- [LISTED RECORDS]:
-- -- --
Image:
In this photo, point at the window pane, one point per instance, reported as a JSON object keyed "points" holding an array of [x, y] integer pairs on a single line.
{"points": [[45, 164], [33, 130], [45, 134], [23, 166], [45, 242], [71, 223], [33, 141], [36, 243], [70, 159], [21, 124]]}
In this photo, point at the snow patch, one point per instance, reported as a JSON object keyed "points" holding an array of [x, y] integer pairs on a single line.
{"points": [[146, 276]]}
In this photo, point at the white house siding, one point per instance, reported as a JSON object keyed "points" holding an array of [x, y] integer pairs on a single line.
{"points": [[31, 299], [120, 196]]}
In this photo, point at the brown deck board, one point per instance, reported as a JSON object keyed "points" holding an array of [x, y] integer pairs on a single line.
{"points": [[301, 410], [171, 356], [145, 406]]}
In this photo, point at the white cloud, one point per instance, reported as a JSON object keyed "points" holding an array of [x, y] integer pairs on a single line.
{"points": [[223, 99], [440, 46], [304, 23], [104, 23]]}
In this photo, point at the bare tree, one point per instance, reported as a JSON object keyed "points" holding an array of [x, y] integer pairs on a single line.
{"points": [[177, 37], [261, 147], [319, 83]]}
-- -- --
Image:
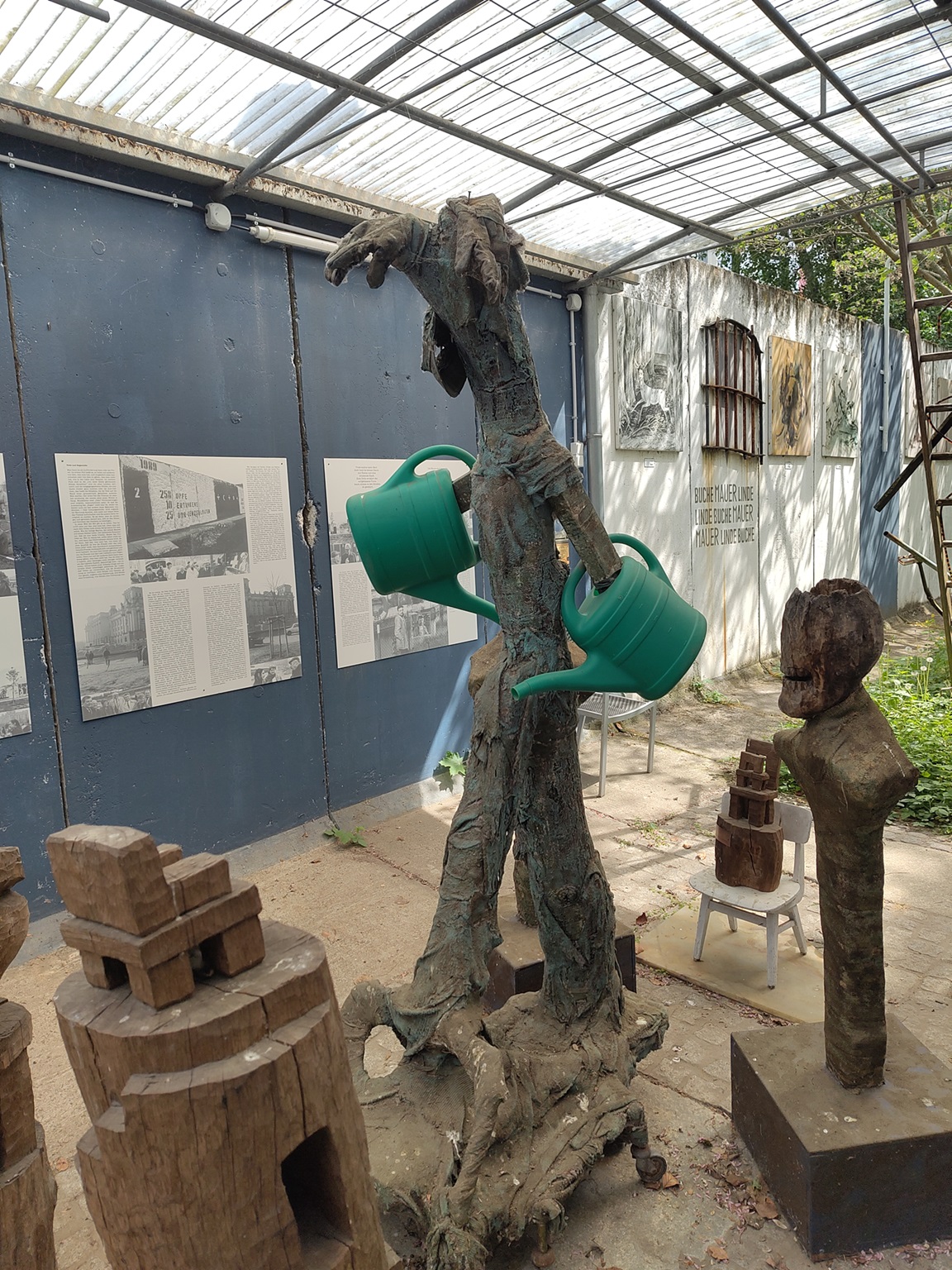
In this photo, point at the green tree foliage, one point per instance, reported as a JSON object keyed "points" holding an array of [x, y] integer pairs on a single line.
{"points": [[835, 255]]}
-- -- --
- [STATED PROBLEM]:
Please pick out every line of the data above that contains the string "tree" and copy each one.

- [TASK RESPONSE]:
In this photo, point at the bare tree, one point per instance, reported as a JSON object keyed "points" holding an array of [x, y] integer pairs on a single line.
In this photo, point at the green tree foliage, one point per instance, reported as a JSON object keyed "points" holding an array of [x, y] integer pairs on a single line.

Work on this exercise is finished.